Museum of the White Mountains Debuts with Fresh Look at Landscape Painting
- February 25, 2013 18:19
The Museum of the White Mountains celebrated its grand opening this past weekend in Plymouth, New Hampshire, with the inaugural exhibit “Passing Through, The Allure of the White Mountains.” Works by the likes of 19th century artists Thomas Cole, Benjamin Champney, Frank Shapleigh, Samuel Lancaster Gerry, and more show the splendor of New Hampshire's mountain region.
On view February 23, 2013 through February 16, 2014, the exhibition employs images, interpretive panels, films and interactive technologies to invite visitors to question the influence of time and space on human connections with nature. Focusing on five distinct areas—Crawford Notch, Mount Washington Valley (eastern slopes), the Summit of Mount Washington, the Northern Presidentials, and Franconia Notch—visitors will think more deeply about the White Mountain region and the evolving human experience of it.

• Jobs:
**A.** List the five areas of the White Mountain region that the museum announcement says the exhibition focuses on.
**B.** According to the museum announcement, on what date does the exhibition's run end?
**C.** Please repeat the passage of the museum announcement between "On view February" and "experience of it.", inclusive.

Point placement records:
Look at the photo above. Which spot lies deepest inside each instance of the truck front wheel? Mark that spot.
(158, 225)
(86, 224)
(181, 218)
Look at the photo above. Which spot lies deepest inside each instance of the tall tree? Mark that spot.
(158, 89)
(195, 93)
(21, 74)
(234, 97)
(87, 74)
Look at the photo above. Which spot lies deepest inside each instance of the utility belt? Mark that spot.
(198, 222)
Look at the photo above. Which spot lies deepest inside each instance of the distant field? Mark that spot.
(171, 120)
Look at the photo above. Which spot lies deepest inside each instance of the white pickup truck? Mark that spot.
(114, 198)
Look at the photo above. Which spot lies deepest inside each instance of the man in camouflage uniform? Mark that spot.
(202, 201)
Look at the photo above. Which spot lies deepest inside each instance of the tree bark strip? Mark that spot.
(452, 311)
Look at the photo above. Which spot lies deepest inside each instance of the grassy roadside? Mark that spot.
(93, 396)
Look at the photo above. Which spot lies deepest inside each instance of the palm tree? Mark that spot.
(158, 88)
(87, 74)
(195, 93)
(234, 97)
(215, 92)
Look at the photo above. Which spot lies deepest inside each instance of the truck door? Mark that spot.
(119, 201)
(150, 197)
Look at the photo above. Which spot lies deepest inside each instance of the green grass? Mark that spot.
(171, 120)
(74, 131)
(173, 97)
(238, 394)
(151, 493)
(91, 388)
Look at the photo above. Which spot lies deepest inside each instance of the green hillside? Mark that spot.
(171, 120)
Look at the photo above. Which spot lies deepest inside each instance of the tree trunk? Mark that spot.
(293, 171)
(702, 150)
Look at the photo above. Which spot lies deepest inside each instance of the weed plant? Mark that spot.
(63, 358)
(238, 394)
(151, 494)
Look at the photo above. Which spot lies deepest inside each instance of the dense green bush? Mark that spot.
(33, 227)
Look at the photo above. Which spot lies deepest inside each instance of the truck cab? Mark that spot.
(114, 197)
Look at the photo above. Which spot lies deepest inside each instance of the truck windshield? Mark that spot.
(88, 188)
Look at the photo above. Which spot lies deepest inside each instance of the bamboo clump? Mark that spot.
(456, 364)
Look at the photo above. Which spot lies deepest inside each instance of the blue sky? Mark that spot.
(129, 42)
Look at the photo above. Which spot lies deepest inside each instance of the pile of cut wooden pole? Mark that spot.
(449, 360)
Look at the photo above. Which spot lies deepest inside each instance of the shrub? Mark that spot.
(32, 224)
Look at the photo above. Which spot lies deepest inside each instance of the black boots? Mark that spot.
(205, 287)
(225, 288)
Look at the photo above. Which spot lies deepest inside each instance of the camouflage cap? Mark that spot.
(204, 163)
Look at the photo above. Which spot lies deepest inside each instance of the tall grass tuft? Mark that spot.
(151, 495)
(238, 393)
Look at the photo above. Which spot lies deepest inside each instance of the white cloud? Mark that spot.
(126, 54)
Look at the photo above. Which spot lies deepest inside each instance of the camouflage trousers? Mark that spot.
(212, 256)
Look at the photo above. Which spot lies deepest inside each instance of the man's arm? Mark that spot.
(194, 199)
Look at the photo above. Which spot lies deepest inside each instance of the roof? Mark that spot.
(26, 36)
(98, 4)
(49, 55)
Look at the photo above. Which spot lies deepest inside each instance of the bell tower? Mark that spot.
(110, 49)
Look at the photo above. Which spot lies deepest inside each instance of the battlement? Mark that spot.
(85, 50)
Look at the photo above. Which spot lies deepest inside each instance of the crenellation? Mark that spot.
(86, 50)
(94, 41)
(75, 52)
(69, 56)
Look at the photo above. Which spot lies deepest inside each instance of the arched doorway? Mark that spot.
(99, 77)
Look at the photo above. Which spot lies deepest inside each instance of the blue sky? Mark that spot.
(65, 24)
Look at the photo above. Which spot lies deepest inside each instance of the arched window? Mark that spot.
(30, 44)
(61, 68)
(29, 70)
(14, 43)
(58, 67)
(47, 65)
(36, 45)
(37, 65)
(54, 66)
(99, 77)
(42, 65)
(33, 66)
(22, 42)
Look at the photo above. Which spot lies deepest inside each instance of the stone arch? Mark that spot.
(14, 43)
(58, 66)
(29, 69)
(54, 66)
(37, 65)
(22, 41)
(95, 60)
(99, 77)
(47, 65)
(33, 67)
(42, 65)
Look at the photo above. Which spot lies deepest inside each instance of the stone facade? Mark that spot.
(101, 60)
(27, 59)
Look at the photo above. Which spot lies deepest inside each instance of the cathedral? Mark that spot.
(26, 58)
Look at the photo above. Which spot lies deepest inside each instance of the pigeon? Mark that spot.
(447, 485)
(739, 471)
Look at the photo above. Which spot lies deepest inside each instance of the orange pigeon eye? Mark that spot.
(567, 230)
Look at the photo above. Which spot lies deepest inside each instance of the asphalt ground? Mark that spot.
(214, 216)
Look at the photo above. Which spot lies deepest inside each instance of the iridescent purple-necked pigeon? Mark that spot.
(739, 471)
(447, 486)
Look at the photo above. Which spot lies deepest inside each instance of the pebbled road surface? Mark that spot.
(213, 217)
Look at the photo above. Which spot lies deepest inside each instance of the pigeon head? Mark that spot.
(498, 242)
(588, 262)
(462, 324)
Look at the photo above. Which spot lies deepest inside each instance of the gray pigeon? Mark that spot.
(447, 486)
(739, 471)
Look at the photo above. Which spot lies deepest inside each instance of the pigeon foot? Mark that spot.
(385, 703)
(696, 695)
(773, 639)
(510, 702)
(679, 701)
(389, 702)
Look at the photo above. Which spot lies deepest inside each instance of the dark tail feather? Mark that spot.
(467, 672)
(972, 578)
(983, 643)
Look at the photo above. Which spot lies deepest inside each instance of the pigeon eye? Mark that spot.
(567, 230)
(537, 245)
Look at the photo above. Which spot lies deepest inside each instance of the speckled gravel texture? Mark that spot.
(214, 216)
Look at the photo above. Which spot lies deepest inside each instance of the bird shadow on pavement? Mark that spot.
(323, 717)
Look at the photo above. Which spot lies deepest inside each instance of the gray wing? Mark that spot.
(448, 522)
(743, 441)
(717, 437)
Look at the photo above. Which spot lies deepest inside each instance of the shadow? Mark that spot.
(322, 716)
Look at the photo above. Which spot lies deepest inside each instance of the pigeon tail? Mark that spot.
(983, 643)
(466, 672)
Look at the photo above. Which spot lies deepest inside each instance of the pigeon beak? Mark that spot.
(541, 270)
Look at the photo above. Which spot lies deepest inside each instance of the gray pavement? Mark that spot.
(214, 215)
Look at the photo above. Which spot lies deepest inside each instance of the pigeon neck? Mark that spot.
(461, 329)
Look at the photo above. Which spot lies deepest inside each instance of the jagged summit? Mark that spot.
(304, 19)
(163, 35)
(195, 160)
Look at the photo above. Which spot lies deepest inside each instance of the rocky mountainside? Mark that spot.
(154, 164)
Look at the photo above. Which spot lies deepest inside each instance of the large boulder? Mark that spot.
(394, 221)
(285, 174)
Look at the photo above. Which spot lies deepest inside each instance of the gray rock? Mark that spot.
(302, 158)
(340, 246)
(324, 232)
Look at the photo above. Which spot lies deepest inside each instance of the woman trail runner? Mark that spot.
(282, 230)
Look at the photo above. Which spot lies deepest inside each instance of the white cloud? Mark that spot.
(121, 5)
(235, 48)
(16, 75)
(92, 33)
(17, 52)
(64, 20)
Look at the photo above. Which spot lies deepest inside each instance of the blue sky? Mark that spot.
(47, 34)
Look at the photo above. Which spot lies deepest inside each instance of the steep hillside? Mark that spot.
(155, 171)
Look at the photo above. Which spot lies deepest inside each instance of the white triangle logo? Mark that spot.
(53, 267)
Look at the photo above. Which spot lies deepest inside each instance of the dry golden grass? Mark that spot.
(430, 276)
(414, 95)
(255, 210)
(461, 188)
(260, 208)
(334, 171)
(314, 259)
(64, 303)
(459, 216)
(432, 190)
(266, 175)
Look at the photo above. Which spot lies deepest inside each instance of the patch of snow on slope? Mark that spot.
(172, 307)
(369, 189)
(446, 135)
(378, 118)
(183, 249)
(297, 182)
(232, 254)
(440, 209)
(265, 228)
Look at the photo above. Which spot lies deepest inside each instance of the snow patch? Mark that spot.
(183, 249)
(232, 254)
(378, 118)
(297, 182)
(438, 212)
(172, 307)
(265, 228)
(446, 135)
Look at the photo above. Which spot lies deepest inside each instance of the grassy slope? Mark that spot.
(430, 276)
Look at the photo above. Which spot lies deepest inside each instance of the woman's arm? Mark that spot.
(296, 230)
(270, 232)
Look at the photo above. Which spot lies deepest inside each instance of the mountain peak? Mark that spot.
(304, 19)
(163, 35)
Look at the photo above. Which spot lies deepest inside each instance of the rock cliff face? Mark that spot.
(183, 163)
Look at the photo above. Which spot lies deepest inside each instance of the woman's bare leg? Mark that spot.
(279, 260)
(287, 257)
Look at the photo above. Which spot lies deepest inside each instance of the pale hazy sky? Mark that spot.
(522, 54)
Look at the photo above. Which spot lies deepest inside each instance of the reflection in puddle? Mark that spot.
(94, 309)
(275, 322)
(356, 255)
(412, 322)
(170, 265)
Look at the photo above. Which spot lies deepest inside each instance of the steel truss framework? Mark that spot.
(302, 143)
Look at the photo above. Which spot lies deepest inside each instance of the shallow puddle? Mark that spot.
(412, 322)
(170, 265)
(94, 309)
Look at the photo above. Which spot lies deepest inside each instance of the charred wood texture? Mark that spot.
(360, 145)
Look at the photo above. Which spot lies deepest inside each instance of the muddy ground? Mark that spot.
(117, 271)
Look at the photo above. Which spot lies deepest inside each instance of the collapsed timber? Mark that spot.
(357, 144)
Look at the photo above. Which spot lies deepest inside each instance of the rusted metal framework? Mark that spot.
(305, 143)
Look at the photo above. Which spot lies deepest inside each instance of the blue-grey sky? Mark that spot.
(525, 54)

• Answers to the problems:
**A.**
Crawford Notch
Mount Washington Valley (eastern slopes)
the Summit of Mount Washington
the Northern Presidentials
Franconia Notch

**B.** February 16, 2014.

**C.**
On view February 23, 2013 through February 16, 2014, the exhibition employs images, interpretive panels, films and interactive technologies to invite visitors to question the influence of time and space on human connections with nature. Focusing on five distinct areas—Crawford Notch, Mount Washington Valley (eastern slopes), the Summit of Mount Washington, the Northern Presidentials, and Franconia Notch—visitors will think more deeply about the White Mountain region and the evolving human experience of it.